Text excerpt:
....
September 30, 2011 - Hotels in Germany have shown one of the fastest recovery rates compared with those in other European countries and have proved to be the star performers in terms of RevPAR growth (rooms revenue per available room), according to an extensive new report on the German hotel sector by consultancy HVS London.

The report, After the Storm - Germany in the Spotlight, is published today ahead of next week’s Expo Real, one of Europe’s largest commercial property and investment fairs being held in Munich [4-6 October 2011].

The key reason why German hotel markets have shown such a dramatic recovery is the strong growth in the country’s manufacturing industry and demand for exports. This has made Germany the engine for economic growth in Europe and boosted domestic demand for hotel accommodation. Hotel trading in most of Germany’s cities is now back to, or exceeding, pre-crisis 2008 RevPAR levels.

The sector has also been boosted by the German VAT decrease for overnight stays in hotels from 19% to 7%. This has enabled hotels to raise funds for refurbishment making them more competitive as consumer demand returns.

Of all the German cities analysed report author Arlett Oehmichen, associate director at HVS London, singled out Munich having shown the strongest recovery.
....
Information provided:
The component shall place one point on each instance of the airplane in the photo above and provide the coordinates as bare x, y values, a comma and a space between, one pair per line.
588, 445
....
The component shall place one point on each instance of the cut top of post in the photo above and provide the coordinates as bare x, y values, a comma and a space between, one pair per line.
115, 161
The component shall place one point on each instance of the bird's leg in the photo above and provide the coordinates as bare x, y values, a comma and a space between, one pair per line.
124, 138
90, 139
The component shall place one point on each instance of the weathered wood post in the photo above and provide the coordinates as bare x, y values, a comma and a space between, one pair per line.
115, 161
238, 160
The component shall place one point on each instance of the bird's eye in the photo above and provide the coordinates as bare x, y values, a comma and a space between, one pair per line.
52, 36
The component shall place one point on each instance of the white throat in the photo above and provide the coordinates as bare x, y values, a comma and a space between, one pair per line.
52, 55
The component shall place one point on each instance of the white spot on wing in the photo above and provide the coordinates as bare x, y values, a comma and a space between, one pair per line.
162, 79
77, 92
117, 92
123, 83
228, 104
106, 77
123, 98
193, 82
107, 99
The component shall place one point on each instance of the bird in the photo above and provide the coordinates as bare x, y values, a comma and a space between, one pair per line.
....
Problems:
[a] Copy out the lines of the records word for word, starting at the line that contains "the white throat" and ending at the line that contains "the bird in".
[b] Please write the next part of the excerpt on German hotels, picking up after its last sentence.
The excerpt on German hotels and the records are unrelated to each other.

Task-by-task outputs:
[a]
The component shall place one point on each instance of the white throat in the photo above and provide the coordinates as bare x, y values, a comma and a space between, one pair per line.
52, 55
The component shall place one point on each instance of the white spot on wing in the photo above and provide the coordinates as bare x, y values, a comma and a space between, one pair per line.
162, 79
77, 92
117, 92
123, 83
228, 104
106, 77
123, 98
193, 82
107, 99
The component shall place one point on each instance of the bird in the photo above and provide the coordinates as bare x, y values, a comma and a space between, one pair per line.

[b]
“Munich hit a home run in terms of RevPAR recovery. In 2010 Munich’s RevPAR was 9.5% higher than it was in 2008, reaching €85.41, indicating that the city has truly recovered,” she said. “This recovery was due to the return of large conventions and fairs to the city in 2010 as well as increased leisure visitors lured to the 200th Octoberfest.”

However, the report highlights the fact that Germany’s secondary cities are recovering less quickly than primary ones. Düsseldorf and Stuttgart, where the hotel market is closely tied to the trade fair calendar and therefore more prone to cycles, still lagged behind 2008 at the end of 2010.

“But trading this year has been strong for Düsseldorf. Figures for the year-to-June 2011 show a RevPAR increase of 25.6% on 2010. Stuttgart and Hanover, which rely heavily on business demand, have also recorded strong RevPAR growth in 2011, of 17.9% and 16.9%, respectively. All the markets analysed showed RevPAR growth this year on 2010 levels, with the exception of Berlin  (-0.6%) and Leipzig (-7.5%),” added Oehmichen.

Germany has also remained one of the more active markets in Europe in terms of hotel transactions with investors attracted by the country’s strong recovery compared to other struggling economies and hotel markets.

Fifteen single-asset transactions have taken place in the first half of 2011, including the sale of the Steigenberger Airport Hotel Berlin for €59 million (€183,000 per room), the Moevenpick Hotel Stuttgart and the Arosa Grand Spa Hotel in Sylt. Between 2008 to 2011, Hamburg registered the highest sales volume, closely followed by Berlin, Munich and Frankfurt.
“International investors are also interested in trophy assets, a trend that is seen in the rest of Europe. A portfolio of five luxury hotels came to the market recently for around €380 million, including the Kempinski hotels in Dresden, Berlin and Hamburg. Overall, the fundamentals of the German hotel sector are very strong,” concluded Arlett Oehmichen.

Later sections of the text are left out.